# Supplied text:
Gnanadesikan, A., Dunne, J. P., John, J. G.. Journal: Biogeosciences.

Summary

Ten percent of today’s ocean volume is characterized by low level of dissolved oxygen similar to those found in the well-known “dead zones” in the Gulf of Mexico with 35% of global surface waters overlying at least some of this “hypoxia” (O2 < 88 µM;2ml l-1). Under global warming, higher temperatures would be expected to directly lower oxygen concentrations and enhanced stratification to reduce the flow of well-ventilated surface waters to the interior. Under such circumstances, it has been hypothesized that the open-ocean dead zones could greatly expand and indeed changes in low-oxygen waters have been invoked as evidence of climate change.

The primary objective of this work was to assess the role of global warming on oxygen solubility and vertical exchange in the ocean with particular attention of impact on the volume of hypoxic and suboxic waters. A simulation made with a full earth system model (a prototype of ESM2.1) with dynamical atmosphere, ocean, sea ice and biogeochemical cycling shows that this holds true if the condition for hypoxia is set relatively high. However, the volume of the most hypoxic waters does not increase under global warming, as these waters actually become more oxygenated.

We show that the rise in oxygen is associated with a drop in ventilation time. A term-by-term analysis within the least oxygenated waters shows an increased supply of oxygen due to lateral diffusion compensating an increase in remineralization within these highly hypoxic waters. This lateral diffusive flux is the result of an increase of ventilation along the Chilean coast, as a drying of the region under global warming opens up a region of wintertime convection in our model.

# Supplied entries:
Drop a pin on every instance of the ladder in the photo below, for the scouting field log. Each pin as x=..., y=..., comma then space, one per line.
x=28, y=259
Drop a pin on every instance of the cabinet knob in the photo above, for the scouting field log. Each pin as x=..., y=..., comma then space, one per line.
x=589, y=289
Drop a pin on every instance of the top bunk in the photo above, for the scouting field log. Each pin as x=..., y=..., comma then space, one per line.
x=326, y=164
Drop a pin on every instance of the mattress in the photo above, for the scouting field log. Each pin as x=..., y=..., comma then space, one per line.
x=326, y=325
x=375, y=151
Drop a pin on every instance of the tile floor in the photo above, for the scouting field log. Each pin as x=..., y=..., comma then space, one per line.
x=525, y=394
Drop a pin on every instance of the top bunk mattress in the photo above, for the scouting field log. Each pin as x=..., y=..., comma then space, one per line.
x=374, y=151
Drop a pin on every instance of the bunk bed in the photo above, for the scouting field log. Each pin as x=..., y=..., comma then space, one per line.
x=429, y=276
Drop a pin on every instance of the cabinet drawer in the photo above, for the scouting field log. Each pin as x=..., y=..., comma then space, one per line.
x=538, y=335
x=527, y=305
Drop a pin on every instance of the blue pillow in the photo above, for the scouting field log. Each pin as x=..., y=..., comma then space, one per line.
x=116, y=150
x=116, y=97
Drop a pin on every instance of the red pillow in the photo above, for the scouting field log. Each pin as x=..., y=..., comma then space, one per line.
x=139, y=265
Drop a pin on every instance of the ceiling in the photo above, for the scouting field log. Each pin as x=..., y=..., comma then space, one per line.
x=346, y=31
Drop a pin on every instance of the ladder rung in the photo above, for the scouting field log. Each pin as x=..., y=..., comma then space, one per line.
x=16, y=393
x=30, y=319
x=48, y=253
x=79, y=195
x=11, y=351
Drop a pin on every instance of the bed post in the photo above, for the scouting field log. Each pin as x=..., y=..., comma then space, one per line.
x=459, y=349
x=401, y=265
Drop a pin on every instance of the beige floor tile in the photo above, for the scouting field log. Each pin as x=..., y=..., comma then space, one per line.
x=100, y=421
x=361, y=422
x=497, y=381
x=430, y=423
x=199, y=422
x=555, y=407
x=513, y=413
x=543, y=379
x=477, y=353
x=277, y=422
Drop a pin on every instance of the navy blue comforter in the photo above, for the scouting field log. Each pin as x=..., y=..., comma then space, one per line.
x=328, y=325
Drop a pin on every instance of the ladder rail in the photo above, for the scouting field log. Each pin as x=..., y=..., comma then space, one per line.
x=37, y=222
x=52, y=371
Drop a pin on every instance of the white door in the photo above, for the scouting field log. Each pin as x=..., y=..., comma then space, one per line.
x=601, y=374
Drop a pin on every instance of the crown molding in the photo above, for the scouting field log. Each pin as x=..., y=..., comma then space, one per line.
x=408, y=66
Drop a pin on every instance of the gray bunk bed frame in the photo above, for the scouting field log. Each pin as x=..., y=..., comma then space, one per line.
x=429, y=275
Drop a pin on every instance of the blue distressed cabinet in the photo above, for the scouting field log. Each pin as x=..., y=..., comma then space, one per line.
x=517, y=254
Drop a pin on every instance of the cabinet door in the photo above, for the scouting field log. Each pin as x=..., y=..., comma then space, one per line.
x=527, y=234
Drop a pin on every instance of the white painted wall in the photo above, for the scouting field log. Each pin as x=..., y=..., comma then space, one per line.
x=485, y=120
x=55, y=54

# Written task:
How would the summary on ocean oxygen loss under global warming go on? Resume it after its last sentence.

# Result:
Because the presence of oxygen is critical for habitat of living marine resources, this effort supports NOAA’s research into the future of the earth as a system under the influence of anthropogenic forcing to better quantify how anthropogenic warming may impact marine ecosystems. This work serves to broaden our understanding of the interplay between varieties of climatically and ecologically relevant processes at work in the present day marine environment with a glimpse into its possible future. In our efforts to quantify the impacts of anthropogenic warming on ocean hypoxia, this work helps us to reduce uncertainty of the future of living marine resources.

Methodology

We based the development of this new earth system model on GFDL’s highly successful CM2.1 climate model. We incorporated GFDL’s state of the art ocean biogeochemical model and assess the biogeochemical changes under Special Report on Emissions Scenarios (SRES) forcing.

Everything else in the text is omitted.